Entries –
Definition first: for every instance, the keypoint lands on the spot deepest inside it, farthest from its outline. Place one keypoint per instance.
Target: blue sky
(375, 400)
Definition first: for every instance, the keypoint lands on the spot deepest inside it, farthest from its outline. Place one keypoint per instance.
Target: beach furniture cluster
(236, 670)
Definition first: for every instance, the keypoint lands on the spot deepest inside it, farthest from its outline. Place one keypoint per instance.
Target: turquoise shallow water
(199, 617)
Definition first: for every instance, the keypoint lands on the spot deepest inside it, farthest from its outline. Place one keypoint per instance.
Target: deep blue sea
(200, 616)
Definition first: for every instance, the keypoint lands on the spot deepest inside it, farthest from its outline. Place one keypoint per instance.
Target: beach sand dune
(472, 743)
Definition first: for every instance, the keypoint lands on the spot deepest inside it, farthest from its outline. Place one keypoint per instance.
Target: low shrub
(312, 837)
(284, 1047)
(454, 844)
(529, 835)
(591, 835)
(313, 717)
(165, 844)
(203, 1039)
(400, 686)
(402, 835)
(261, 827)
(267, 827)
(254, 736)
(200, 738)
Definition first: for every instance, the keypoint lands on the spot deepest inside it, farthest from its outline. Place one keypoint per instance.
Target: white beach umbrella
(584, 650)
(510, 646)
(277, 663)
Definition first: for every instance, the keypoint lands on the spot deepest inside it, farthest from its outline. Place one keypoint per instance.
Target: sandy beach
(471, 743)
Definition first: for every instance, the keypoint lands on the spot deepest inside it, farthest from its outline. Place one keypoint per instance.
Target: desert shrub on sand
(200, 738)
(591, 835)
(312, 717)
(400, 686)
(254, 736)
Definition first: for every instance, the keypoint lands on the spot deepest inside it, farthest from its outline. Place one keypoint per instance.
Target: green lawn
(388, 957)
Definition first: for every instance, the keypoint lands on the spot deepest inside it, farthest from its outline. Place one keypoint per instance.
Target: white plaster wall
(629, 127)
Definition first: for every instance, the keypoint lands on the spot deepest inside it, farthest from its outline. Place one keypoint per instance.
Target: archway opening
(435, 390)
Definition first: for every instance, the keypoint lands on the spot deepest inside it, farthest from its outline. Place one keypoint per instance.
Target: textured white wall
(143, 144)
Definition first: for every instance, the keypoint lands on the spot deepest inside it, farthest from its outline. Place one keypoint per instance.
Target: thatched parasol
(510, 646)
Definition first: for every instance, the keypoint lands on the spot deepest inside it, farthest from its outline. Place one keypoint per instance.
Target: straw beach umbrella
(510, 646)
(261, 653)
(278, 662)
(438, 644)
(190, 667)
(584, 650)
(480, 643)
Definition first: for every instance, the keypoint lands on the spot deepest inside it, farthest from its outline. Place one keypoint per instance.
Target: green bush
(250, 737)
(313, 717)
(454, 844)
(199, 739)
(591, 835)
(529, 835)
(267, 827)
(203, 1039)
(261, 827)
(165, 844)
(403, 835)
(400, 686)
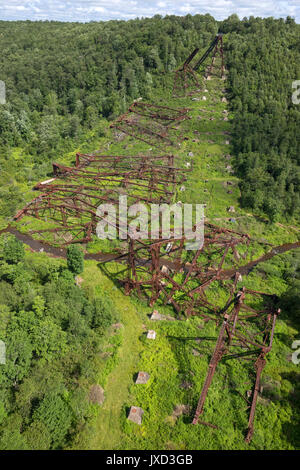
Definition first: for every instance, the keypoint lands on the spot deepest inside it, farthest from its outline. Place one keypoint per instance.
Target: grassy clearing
(177, 360)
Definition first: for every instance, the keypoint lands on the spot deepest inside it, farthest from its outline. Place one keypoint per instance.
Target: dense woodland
(53, 331)
(64, 82)
(63, 79)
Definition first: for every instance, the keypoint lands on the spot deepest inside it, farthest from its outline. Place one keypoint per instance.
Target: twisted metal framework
(185, 79)
(248, 332)
(217, 47)
(161, 114)
(69, 201)
(152, 124)
(161, 270)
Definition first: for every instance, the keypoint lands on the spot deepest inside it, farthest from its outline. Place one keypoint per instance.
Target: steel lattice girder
(156, 265)
(218, 50)
(217, 46)
(162, 114)
(247, 331)
(147, 130)
(123, 161)
(155, 175)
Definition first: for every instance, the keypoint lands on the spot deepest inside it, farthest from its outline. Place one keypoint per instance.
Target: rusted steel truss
(216, 47)
(161, 114)
(185, 79)
(70, 199)
(123, 161)
(164, 271)
(153, 174)
(247, 331)
(147, 130)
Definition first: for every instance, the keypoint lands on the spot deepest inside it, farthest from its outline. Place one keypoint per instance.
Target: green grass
(170, 359)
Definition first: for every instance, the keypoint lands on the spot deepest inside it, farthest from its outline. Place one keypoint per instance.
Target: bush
(75, 259)
(13, 250)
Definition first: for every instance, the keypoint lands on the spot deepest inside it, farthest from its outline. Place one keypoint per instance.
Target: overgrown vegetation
(57, 333)
(54, 334)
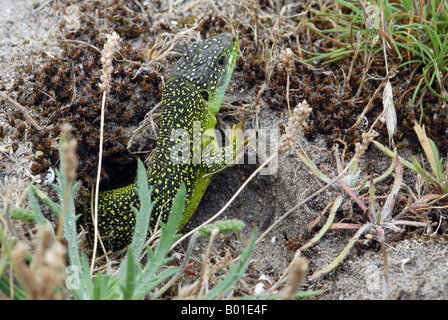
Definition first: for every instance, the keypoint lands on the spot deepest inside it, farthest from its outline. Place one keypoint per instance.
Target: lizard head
(208, 65)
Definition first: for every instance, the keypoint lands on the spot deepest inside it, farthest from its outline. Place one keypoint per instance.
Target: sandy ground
(418, 266)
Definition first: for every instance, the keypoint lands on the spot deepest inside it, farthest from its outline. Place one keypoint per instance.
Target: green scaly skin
(194, 92)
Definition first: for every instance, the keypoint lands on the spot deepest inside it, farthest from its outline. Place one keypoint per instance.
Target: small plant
(415, 33)
(130, 280)
(379, 219)
(438, 177)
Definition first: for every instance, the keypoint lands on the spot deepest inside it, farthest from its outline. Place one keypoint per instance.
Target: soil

Task statement – Make a verbatim copy of all the entries and strip out the pictures.

Solution to the problem –
Definition first: for every instance, the keypoint lands on the spot deepest inside it, farthest from its outline. Place one keypoint per instance.
Target: blue sky
(375, 400)
Definition first: for every instance, the keypoint lands on the spot deepest inside it, farthest from its outline. Place one keypoint per instance.
Target: beach furniture cluster
(236, 670)
Definition first: for every instance, the keypoint lands on the spot deepest inside it, farthest from its outline. Place one keypoint per instance.
Target: turquoise shallow water
(199, 617)
Definition first: for every instance, the keypoint lands on the spot deepest inside it, farthest from its outline. Place one keypoint per instance.
Target: deep blue sea
(200, 616)
Definition first: for every instance, the keypoint lands on the spot deepest inside it, farthest from its outline. Place one keypoint per instance.
Target: beach sand dune
(472, 743)
Definition first: for every instance, the keypoint lands on the spot deepest inside it, farthest from its outline. Place one keypoint per instance.
Target: low shrub
(312, 837)
(284, 1047)
(454, 844)
(529, 835)
(591, 835)
(313, 717)
(165, 844)
(203, 1039)
(400, 686)
(402, 835)
(261, 827)
(267, 827)
(254, 736)
(200, 738)
Definition first: for every instance, the keypoint lands on the spot deepest inside it, farthest from its outline. Place one keypoint per instance.
Target: white beach umbrella
(584, 650)
(510, 646)
(277, 663)
Definition first: for every instance, the keypoint lands on the spot deepest inside it, farthest from its outline. Place one keypoint per instance.
Target: sandy beach
(471, 743)
Definition first: for every instance, the keypoint lands on the spot deepest inside it, farthest from its outline. Place one keypoint per instance.
Target: desert shrub on sand
(200, 738)
(591, 835)
(312, 717)
(400, 686)
(254, 736)
Definition first: for every instance, the keypoint lands on the spot deepest inside it, farthest from its outline. Place one keypoint per instance.
Target: green lawn
(388, 957)
Definition first: for every instance, the keypoint lands on the spot deepest inside it, farthest from its outline. Place one keypoint per instance.
Target: white plaster wall
(629, 127)
Definition first: for every instance, the keypoint lands on the spot deepest inside it, farthest from its outline. Place one keypoint per instance.
Target: archway opening
(435, 390)
Definition first: for every instance, the keypoint lands on the spot deepest inside it, farthest from its outline. Place one keypoint per instance.
Target: textured white wall
(143, 144)
Definition first: for every instance, the keypoint lands on the spot deepest inside it, farthest from its outline. Place one keypoint per instance.
Target: thatched parasol
(510, 646)
Definition first: for every instance, the keypoint lands on the spot deepest inside it, farthest from its outline. Place one keypoint per instance.
Target: straw beach umbrella
(510, 646)
(261, 653)
(278, 662)
(438, 644)
(190, 667)
(584, 650)
(480, 643)
Definition first: for every instance, the keypoint lands on the spot deepest inside it, farthest from its outline. Place one keypoint per instance.
Target: green bush
(250, 737)
(313, 717)
(454, 844)
(199, 739)
(591, 835)
(529, 835)
(267, 827)
(203, 1039)
(261, 827)
(165, 844)
(403, 835)
(400, 686)
Definition first: for every instance, the keypoint lands on the spot deepest inside it, farthest from its outline. Place one keypoint per instance.
Target: grassy clearing
(177, 360)
Definition first: for every instance, the keypoint lands on the spot deepest inside it, farthest from its outline. Place one keypoint per instance.
Target: dense woodland
(53, 331)
(64, 82)
(63, 79)
Definition first: for every instance, the keypoint lands on the spot deepest inside it, farthest from its outline. Place one keypoint per instance.
Target: twisted metal framework
(185, 79)
(248, 332)
(217, 47)
(161, 114)
(69, 201)
(152, 124)
(161, 270)
Definition first: for every instance, the keypoint lands on the spot deepest inside it, farthest from its outline. Place one keypoint per instance.
Target: steel lattice girder
(156, 265)
(218, 50)
(217, 46)
(162, 114)
(247, 331)
(147, 130)
(123, 161)
(155, 175)
Definition first: for every instance, the keypoint lands on the spot deepest inside it, farthest from its outline. Place one keypoint per instance.
Target: rusted steel truss
(216, 47)
(161, 114)
(185, 79)
(70, 199)
(123, 161)
(164, 271)
(153, 174)
(247, 331)
(147, 130)
Definition first: for every instance, the keypoint lands on the spot deepest inside it, farthest from its outline. Place one keypoint per instance.
Target: green grass
(170, 359)
Definition first: for every instance, the keypoint lands on the spot deepest inside it, farthest from its outline. Place one keypoint per instance.
Target: bush
(75, 259)
(13, 250)
Definition first: for every instance, the keypoint lands on the spot deepest inside it, farthest from its outline. Place one keypoint per instance.
Target: overgrown vegetation
(57, 333)
(54, 334)
Definition first: for every instance, the keypoint lands on the spot deepest inside it, farthest from its outline. Place one keypoint per instance.
Target: lizard head
(208, 65)
Definition first: for every instance, the keypoint lands on the spot deepest inside it, farthest from its outline. Place one keypoint per instance.
Target: sandy ground
(418, 266)
Definition first: for every instance, the keypoint lands on the spot deepest inside it, farthest from its outline. Place one keypoint per instance.
Target: green scaly skin
(194, 92)
Definition first: for every instance, the keypoint lands on the spot deepest inside it, farthest from its outline. Place one keypoint per instance.
Target: small plant
(415, 33)
(130, 280)
(379, 219)
(438, 177)
Definition first: for every instance, the keypoint lands on the spot deepest inside it, farthest from its outline. Place one keypoint per instance.
Target: soil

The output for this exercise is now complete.